-- start SUPPLIED INFORMATION --

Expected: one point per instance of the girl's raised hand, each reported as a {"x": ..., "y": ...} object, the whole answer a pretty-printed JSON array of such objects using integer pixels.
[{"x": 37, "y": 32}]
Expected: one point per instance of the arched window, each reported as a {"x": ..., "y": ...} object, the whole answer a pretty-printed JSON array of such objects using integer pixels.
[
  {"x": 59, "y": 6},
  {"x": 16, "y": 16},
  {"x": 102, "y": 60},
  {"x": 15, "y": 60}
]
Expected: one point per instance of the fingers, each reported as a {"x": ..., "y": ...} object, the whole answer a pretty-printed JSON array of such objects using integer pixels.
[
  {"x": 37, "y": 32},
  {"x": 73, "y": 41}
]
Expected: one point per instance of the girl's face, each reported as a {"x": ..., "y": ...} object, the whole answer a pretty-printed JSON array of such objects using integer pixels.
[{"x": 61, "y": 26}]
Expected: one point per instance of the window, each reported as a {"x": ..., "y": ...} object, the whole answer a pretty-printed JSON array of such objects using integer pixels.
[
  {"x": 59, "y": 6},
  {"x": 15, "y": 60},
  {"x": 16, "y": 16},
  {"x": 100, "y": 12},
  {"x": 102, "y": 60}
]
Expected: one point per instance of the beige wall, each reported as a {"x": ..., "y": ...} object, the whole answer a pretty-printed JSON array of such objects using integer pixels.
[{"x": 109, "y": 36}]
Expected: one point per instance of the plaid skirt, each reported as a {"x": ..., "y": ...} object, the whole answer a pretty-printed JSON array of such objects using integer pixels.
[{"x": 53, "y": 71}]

-- end SUPPLIED INFORMATION --

=== EXERCISE ===
Send back each record exactly as it stands.

=== SOLVED EXERCISE ===
Expected: one point per instance of the girl's raised hand, each reported as a {"x": ..., "y": ...} object, the whole answer a pretty-printed JSON array of such objects using integer pixels.
[{"x": 37, "y": 32}]
Expected: one point per instance of the arched window, each reported as a {"x": ..., "y": ...} object, the whole answer a pretty-printed JSON array of such objects using integer pixels.
[
  {"x": 59, "y": 6},
  {"x": 16, "y": 16},
  {"x": 102, "y": 60},
  {"x": 15, "y": 60}
]
Expected: one point per instance of the fingers, each reported as a {"x": ..., "y": ...} object, the whole answer a pretty-printed JSON array of such objects using integer pixels.
[
  {"x": 37, "y": 32},
  {"x": 73, "y": 41}
]
Expected: one point per instance of the girl's face, each reported as a {"x": ..., "y": ...} object, the whole answer a pretty-printed JSON array of such objects using integer pixels.
[{"x": 61, "y": 26}]
Expected: one point per instance of the window, each reported as a {"x": ..., "y": ...} object, the whole answer a pretty-printed JSON array of such objects using integer pixels.
[
  {"x": 59, "y": 6},
  {"x": 15, "y": 60},
  {"x": 16, "y": 16},
  {"x": 100, "y": 12},
  {"x": 102, "y": 60}
]
Expected: one point per instance of the beige wall, each reported as a {"x": ..., "y": ...} object, the whole answer a pretty-printed JSON array of such objects using integer pixels.
[{"x": 109, "y": 36}]
Expected: one point per instance of the plaid skirt, each reported as a {"x": ..., "y": ...} object, the whole answer a pretty-printed JSON array of such objects using integer pixels.
[{"x": 53, "y": 71}]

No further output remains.